** start **

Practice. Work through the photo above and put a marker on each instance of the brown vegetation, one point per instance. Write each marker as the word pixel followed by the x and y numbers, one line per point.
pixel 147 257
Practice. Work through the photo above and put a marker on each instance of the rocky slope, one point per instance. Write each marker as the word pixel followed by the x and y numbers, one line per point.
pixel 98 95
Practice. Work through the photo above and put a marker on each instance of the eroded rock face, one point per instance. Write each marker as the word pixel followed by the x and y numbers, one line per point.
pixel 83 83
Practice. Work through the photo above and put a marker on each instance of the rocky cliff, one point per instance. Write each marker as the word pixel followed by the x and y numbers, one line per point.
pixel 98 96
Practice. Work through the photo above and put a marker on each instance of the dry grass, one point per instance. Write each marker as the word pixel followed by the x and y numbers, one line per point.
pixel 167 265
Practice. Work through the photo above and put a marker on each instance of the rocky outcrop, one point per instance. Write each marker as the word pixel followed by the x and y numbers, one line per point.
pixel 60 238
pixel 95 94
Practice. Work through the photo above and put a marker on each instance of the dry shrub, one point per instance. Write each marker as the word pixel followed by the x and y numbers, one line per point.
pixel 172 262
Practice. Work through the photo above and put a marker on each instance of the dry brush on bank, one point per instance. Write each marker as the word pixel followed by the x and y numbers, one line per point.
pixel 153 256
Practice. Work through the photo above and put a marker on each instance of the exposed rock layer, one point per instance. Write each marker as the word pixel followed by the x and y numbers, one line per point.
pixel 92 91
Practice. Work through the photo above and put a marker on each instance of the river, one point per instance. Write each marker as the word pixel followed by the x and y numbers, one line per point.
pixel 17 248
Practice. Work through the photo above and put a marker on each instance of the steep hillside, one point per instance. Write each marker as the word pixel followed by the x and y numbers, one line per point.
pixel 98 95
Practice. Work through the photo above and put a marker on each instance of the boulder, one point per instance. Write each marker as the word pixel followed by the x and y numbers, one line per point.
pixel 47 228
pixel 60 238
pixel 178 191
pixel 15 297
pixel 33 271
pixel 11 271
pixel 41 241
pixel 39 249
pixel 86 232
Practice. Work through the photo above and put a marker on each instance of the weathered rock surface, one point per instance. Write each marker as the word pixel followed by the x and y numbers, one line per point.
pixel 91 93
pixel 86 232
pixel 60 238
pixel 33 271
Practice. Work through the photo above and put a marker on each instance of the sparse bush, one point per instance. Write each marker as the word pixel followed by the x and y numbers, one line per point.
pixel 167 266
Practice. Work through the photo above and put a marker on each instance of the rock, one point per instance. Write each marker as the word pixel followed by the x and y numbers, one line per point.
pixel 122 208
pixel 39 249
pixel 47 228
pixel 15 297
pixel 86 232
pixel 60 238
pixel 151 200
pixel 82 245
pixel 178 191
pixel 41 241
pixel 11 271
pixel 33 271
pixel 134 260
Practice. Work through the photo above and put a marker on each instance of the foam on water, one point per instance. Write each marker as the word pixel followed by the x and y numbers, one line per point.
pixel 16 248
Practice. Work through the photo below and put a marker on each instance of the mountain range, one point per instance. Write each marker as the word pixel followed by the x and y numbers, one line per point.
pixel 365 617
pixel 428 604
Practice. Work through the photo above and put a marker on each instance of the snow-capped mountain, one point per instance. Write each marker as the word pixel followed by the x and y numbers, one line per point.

** end **

Set task:
Rename "marker" to "dot" throughout the listing above, and reproduce the listing with no other changes.

Output of the exercise:
Practice. Work through the photo above and put a dot on each instance of the brown vegetation, one point per instance. Write each dot as the word pixel followed by the x and y numbers, one line per point.
pixel 147 257
Practice. Work through the photo above and put a dot on each instance of the rocky slope, one point per instance. Write each dot as the word pixel followed by the x and y numbers, one line per point.
pixel 98 95
Practice. Work through the photo above and put a dot on each instance of the eroded rock face, one point per instance. Write each dot as the word pixel followed by the x and y numbers, one line per point.
pixel 83 83
Practice. Work through the photo above and put a dot on each instance of the rocky cliff, one point per instance. Write each dot as the word pixel followed by the x and y numbers, one line per point.
pixel 98 96
Practice. Work through the photo above and put a dot on each instance of the dry grass, one point per instance. Write each dot as the word pixel followed by the x and y numbers, one line per point.
pixel 167 265
Practice. Work through the photo above and put a dot on each instance of the rocky outcrop, one point per instance. Write each dot as the word pixel followed by the x and y numbers, one line per point.
pixel 60 238
pixel 95 94
Practice. Work through the photo above and put a dot on each instance of the dry shrub, one point per instance. Write each dot as the word pixel followed by the x and y numbers, one line per point.
pixel 172 262
Practice. Work through the photo above and put a dot on each instance of the dry brush on bank, one point per instance. Write each dot as the word pixel followed by the x and y numbers, one line per point.
pixel 153 256
Practice. Work through the photo above and put a dot on each instance of the exposed rock layer, one point per instance. Write each dot as the word pixel followed by the x and y numbers, one line per point.
pixel 92 91
Practice. Work through the photo above and put a dot on each instance of the river, one point per instance. Write each dot as the word pixel followed by the x and y numbers, one line per point.
pixel 17 248
Practice. Work through the photo above and put a dot on each instance of the steep hillside, one point per instance. Write each dot as the word pixel followed by the x and y numbers, one line per point.
pixel 98 95
Practice. Work through the photo above and put a dot on each instance of the boulder, one point per instance. Write each dot as the word pixel followed by the x and y numbers, one line per point.
pixel 47 228
pixel 60 238
pixel 178 191
pixel 15 297
pixel 33 271
pixel 11 271
pixel 41 241
pixel 39 249
pixel 86 232
Practice. Work through the photo above and put a dot on each instance of the weathered rock surface, one point per instance. Write each dot as the word pixel followed by the x and y numbers, one line per point.
pixel 91 93
pixel 86 232
pixel 60 238
pixel 33 271
Practice. Work through the photo above and put a dot on each instance of the sparse bush, one point per instance. Write each dot as the word pixel followed by the x and y numbers, one line per point.
pixel 167 266
Practice. Work through the photo above and put a dot on each instance of the rock, one point per instance. Write each dot as the word pixel followed by the x and y numbers, one line per point.
pixel 122 208
pixel 39 249
pixel 47 228
pixel 15 297
pixel 86 232
pixel 60 238
pixel 151 200
pixel 82 245
pixel 178 191
pixel 41 241
pixel 11 271
pixel 33 271
pixel 134 260
Practice. Work through the photo above and put a dot on each instance of the foam on water, one point per instance. Write each dot as the word pixel followed by the x and y numbers, one line per point.
pixel 16 248
Practice. Work through the photo below and put a dot on each instance of the mountain range, one point per instance. Write each dot as the word pixel followed by the x and y numbers, one line per point.
pixel 365 617
pixel 428 604
Practice. Work through the photo above and put a dot on each instance of the snow-capped mountain, one point per instance. Write each dot as the word pixel followed by the x and y numbers, one line per point.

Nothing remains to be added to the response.